--- START ---

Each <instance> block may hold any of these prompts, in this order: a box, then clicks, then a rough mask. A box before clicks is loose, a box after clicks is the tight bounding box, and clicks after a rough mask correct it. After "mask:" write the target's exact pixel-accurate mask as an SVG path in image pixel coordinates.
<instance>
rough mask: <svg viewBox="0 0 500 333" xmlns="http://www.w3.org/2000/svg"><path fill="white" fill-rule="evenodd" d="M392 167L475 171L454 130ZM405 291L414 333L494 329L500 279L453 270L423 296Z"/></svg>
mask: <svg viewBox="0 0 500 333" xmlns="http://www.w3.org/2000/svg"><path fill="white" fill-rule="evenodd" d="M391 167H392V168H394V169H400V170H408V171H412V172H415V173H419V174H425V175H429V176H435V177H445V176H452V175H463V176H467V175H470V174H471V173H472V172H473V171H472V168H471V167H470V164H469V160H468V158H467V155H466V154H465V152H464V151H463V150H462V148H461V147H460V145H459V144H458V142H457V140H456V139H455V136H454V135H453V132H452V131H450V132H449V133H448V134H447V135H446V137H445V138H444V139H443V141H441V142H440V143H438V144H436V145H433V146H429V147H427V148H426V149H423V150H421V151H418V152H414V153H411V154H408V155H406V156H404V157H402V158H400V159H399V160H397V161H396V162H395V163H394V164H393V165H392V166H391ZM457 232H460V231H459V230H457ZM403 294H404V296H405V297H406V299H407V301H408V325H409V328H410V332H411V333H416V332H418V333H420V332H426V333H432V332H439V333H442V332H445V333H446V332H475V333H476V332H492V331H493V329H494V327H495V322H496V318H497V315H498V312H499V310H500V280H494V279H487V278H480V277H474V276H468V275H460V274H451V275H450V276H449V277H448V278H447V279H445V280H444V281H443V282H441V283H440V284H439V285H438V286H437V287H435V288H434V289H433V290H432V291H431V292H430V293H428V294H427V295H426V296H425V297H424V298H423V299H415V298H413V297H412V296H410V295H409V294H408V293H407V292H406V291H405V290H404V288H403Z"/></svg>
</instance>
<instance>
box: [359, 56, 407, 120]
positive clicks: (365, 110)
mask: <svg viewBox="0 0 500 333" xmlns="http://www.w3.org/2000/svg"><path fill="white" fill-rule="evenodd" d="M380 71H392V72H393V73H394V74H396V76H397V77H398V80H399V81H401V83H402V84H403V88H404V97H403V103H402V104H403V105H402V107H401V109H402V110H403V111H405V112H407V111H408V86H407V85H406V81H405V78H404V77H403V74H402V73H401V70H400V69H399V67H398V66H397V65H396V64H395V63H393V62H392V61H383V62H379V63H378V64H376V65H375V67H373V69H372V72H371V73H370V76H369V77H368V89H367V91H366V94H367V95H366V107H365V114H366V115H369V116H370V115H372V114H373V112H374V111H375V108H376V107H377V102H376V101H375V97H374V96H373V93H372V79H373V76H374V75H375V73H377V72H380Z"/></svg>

--- END ---

> [TO DO]
Format the lines above as a JSON list of strings, one string for each line, omitting any blank lines.

> [RESPONSE AREA]
[
  "Each <instance> block may hold any of these prompts, in this order: a box, then clicks, then a rough mask. A box before clicks is loose, a box after clicks is the tight bounding box, and clicks after a rough mask correct it. After \"mask:\" write the target's exact pixel-accurate mask as an SVG path in image pixel coordinates.",
  "<instance>",
  "rough mask: <svg viewBox=\"0 0 500 333\" xmlns=\"http://www.w3.org/2000/svg\"><path fill=\"white\" fill-rule=\"evenodd\" d=\"M392 167L475 171L454 130ZM405 291L414 333L494 329L500 279L453 270L423 296Z\"/></svg>",
  "mask: <svg viewBox=\"0 0 500 333\" xmlns=\"http://www.w3.org/2000/svg\"><path fill=\"white\" fill-rule=\"evenodd\" d=\"M391 167H392V168H394V169H400V170H408V171H412V172H415V173H419V174H425V175H429V176H435V177H445V176H452V175H463V176H467V175H470V174H471V173H472V172H473V171H472V168H471V167H470V164H469V160H468V158H467V155H466V154H465V152H464V151H463V150H462V148H461V147H460V145H459V144H458V142H457V140H456V139H455V136H454V135H453V132H452V131H450V132H449V133H448V134H447V135H446V137H445V138H444V139H443V141H441V142H440V143H438V144H436V145H433V146H429V147H427V148H426V149H423V150H421V151H418V152H414V153H411V154H408V155H406V156H404V157H402V158H400V159H399V160H397V161H396V162H395V163H394V164H393V165H392V166H391ZM457 232H460V231H459V230H457ZM403 294H404V296H405V297H406V299H407V301H408V325H409V328H410V332H411V333H416V332H418V333H420V332H426V333H432V332H439V333H442V332H445V333H446V332H475V333H476V332H492V331H493V329H494V327H495V322H496V318H497V315H498V312H499V310H500V280H494V279H487V278H480V277H474V276H468V275H460V274H451V275H450V276H449V277H448V278H447V279H445V280H444V281H443V282H441V283H440V284H439V285H438V286H437V287H435V288H434V289H433V290H432V291H431V292H430V293H428V294H427V295H426V296H425V297H424V298H423V299H415V298H413V297H412V296H410V295H409V294H408V293H407V292H406V291H405V290H404V288H403Z\"/></svg>",
  "</instance>",
  "<instance>",
  "box: [359, 56, 407, 120]",
  "positive clicks: (365, 110)",
  "mask: <svg viewBox=\"0 0 500 333\" xmlns=\"http://www.w3.org/2000/svg\"><path fill=\"white\" fill-rule=\"evenodd\" d=\"M380 71H392V72H393V73H394V74H396V76H397V77H398V80H399V81H401V83H402V84H403V88H404V97H403V103H402V104H403V105H402V107H401V109H402V110H403V111H405V112H407V111H408V86H407V85H406V81H405V78H404V77H403V74H402V73H401V70H400V69H399V67H398V66H397V65H396V64H395V63H393V62H392V61H383V62H379V63H378V64H376V65H375V67H373V69H372V72H371V73H370V76H369V77H368V89H367V91H366V94H367V95H366V107H365V114H366V115H369V116H370V115H372V114H373V112H374V111H375V108H376V107H377V102H376V101H375V97H374V96H373V93H372V79H373V76H374V75H375V73H377V72H380Z\"/></svg>"
]